_WHAT THIS TASK INVOLVES_
List every line of the records below that contains the string "sunglasses".
### DATA RECORDS
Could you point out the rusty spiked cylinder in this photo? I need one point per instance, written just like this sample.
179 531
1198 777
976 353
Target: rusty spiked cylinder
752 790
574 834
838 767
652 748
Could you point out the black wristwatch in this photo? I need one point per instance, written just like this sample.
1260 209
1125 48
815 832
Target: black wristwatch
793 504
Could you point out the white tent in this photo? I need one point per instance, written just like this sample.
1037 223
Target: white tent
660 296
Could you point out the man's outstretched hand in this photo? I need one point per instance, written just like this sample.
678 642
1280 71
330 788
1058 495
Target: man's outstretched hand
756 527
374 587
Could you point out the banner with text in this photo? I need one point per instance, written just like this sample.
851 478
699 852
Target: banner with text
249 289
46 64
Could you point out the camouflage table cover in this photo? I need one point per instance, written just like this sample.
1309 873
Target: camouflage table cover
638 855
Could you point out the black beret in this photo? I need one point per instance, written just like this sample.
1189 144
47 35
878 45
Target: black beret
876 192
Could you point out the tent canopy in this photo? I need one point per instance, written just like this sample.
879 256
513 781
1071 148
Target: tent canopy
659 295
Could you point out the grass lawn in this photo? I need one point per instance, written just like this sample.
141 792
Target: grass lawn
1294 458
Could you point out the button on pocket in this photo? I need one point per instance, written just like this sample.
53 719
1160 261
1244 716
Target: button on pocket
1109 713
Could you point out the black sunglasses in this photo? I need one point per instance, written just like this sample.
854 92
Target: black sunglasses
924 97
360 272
######
### DATA RECORDS
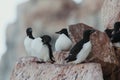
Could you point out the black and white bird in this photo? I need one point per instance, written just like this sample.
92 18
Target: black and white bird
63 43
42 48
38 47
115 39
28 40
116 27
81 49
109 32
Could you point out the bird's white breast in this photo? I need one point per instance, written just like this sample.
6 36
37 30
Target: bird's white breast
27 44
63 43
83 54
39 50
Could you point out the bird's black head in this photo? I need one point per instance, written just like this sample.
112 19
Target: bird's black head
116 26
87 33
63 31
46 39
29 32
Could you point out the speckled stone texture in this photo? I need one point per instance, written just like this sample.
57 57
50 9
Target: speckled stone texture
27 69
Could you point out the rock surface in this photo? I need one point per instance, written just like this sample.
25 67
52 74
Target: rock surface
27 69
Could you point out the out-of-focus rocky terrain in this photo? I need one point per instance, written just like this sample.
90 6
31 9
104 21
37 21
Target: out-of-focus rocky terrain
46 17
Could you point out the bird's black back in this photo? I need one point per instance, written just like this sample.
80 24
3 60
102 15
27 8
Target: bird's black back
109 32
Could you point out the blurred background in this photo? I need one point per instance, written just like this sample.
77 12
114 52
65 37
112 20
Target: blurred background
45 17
######
### DATA RECORDS
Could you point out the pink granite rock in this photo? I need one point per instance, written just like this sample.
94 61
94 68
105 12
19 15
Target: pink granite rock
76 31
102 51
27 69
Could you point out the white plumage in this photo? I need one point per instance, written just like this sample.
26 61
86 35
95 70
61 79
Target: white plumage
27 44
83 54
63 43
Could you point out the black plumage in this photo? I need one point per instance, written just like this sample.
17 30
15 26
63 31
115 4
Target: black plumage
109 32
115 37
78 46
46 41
######
_WRITTEN RESPONSE_
Could you point out the black sunglasses in this photo? I need one point per instance, written just like this sample.
Target: black sunglasses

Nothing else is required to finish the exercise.